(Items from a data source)
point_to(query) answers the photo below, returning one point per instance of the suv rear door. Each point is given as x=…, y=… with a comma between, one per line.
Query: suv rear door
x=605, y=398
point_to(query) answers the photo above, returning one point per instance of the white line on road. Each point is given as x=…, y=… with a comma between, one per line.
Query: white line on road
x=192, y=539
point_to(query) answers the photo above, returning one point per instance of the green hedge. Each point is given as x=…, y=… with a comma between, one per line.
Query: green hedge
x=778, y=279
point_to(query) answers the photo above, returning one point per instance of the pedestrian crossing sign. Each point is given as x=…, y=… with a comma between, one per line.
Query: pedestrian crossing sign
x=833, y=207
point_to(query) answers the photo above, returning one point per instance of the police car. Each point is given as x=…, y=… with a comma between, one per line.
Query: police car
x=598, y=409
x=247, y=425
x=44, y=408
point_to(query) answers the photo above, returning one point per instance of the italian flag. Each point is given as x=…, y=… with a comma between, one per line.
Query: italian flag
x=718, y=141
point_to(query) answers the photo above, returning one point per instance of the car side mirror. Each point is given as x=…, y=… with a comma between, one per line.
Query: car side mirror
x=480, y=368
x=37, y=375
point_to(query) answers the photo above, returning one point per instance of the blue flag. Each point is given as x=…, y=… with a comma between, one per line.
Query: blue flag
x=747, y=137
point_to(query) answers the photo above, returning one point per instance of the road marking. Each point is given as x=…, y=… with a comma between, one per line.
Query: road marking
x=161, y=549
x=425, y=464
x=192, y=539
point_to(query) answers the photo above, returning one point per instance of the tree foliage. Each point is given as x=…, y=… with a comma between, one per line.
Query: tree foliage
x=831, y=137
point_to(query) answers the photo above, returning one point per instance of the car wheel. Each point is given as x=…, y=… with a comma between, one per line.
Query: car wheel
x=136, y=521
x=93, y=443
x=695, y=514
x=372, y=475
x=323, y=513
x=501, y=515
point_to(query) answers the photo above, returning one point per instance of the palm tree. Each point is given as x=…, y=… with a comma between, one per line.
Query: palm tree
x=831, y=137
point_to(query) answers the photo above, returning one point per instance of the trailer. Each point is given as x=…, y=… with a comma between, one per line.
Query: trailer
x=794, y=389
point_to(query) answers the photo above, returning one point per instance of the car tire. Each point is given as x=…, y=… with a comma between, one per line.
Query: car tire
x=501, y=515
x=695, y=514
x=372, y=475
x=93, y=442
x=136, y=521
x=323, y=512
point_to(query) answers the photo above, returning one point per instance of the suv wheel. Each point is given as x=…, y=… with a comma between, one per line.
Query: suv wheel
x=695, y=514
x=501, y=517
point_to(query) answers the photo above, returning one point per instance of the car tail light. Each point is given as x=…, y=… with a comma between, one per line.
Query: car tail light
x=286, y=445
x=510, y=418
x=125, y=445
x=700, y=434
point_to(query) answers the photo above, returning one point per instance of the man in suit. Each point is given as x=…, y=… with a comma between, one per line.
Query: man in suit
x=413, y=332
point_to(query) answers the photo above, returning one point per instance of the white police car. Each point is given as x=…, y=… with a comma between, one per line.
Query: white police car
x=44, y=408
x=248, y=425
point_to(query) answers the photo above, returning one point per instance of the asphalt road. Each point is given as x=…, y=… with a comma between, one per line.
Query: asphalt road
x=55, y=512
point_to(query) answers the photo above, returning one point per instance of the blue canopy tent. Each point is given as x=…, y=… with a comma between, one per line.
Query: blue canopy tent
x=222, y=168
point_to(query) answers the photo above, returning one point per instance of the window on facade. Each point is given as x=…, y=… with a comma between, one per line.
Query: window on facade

# EXERCISE PROMPT:
Rewrite all of the data above as a numbered list with one line per number, and leave out any blank lines.

# EXERCISE OUTPUT:
1. point_to(query) answers the photo below, returning one point per instance of the suv rear door. Each point is given as x=…, y=… with a comma between, one per line.
2. Query: suv rear door
3. x=605, y=398
4. point_to(query) answers the photo above, returning one point per instance of the white line on road. Each point is given as x=…, y=… with a comma between, one per line.
5. Query: white line on road
6. x=192, y=539
7. point_to(query) answers the photo above, returning one point per instance of the green hedge. Each point is given as x=…, y=… with a comma between, one per line.
8. Query: green hedge
9. x=778, y=279
10. point_to(query) answers the photo above, returning one point per instance of the pedestrian crossing sign. Each point is given as x=…, y=… with a comma between, one per line.
11. Query: pedestrian crossing sign
12. x=833, y=207
13. point_to(query) answers the photo above, returning one point per instance of the police car. Each point is given as x=…, y=… with a comma between, one per line.
14. Query: police car
15. x=598, y=409
16. x=247, y=425
17. x=44, y=408
18. point_to(query) answers the photo above, returning one point per instance of the italian flag. Each point is given as x=…, y=… with a comma between, one per line.
19. Query: italian flag
20. x=718, y=141
21. point_to(query) answers the photo above, returning one point per instance of the car side mirror. Each point is given as x=…, y=… with a comma between, one per line.
22. Query: car side mirror
23. x=480, y=368
24. x=37, y=375
25. point_to(query) answers the photo above, returning one point per instance of the blue flag. Each point is given as x=…, y=… with a comma between, one per line.
26. Query: blue flag
27. x=747, y=137
28. point_to(query) answers the photo above, returning one point per instance of the road marking. Each point is given as x=…, y=… with a comma between, one per line.
29. Query: road marking
30. x=161, y=549
31. x=425, y=464
32. x=192, y=539
33. point_to(query) answers the photo above, returning one point per instance of the tree foliage. Each point is given as x=…, y=… with a comma between, one per line.
34. Query: tree foliage
35. x=831, y=137
36. point_to(query) answers the photo above, returning one point per instance of the car wheel. Each point is given as x=…, y=… with a comma between, one per line.
37. Query: car wheel
38. x=136, y=521
39. x=93, y=443
40. x=695, y=514
41. x=372, y=475
42. x=323, y=513
43. x=501, y=515
44. point_to(query) answers the photo above, returning one point per instance of the palm tree. Each point is given as x=…, y=… with a comma between, one per line.
45. Query: palm tree
46. x=831, y=137
47. point_to(query) answers the photo above, returning one point per instance of the trailer. Each point is given as x=…, y=… with a comma between, one per line.
48. Query: trailer
49. x=794, y=389
50. point_to(query) answers the photo above, returning one point per instance of the car tire. Each point is given as x=…, y=… with a comma between, one per line.
51. Query: car tire
52. x=501, y=515
53. x=695, y=514
54. x=372, y=475
55. x=93, y=442
56. x=136, y=521
57. x=323, y=512
58. point_to(query) answers the photo above, returning one point per instance of the suv wheel. Each point is given as x=…, y=… with a comma between, one per line.
59. Query: suv wheel
60. x=695, y=514
61. x=501, y=517
62. point_to(query) answers the photo above, returning one point per instance of the car tail light. Each point is given as x=…, y=… with a comma between, one per line.
63. Query: car tail light
64. x=286, y=445
65. x=510, y=418
66. x=125, y=445
67. x=700, y=434
68. point_to(query) answers the photo above, returning one point per instance of the man in suit. Each point is given as x=…, y=… with a comma between, one per line.
69. Query: man in suit
70. x=413, y=332
71. point_to(query) answers the photo above, returning one point per instance of the white police car. Each point is given as x=…, y=… with a comma between, one per line.
72. Query: white police car
73. x=44, y=408
74. x=248, y=425
75. point_to(query) answers the photo above, returning one point per instance of the asphalt road. Each point is given as x=…, y=… with a comma between, one per line.
76. Query: asphalt road
77. x=55, y=512
78. point_to(query) answers the photo above, returning one point per instance of the blue canopy tent. Each point is given as x=…, y=… with a comma between, one per line.
79. Query: blue canopy tent
80. x=222, y=168
81. point_to(query) answers the photo above, returning one point per instance of the window on facade. Each point is given as x=…, y=… with a comma between, one per line.
82. Query: window on facade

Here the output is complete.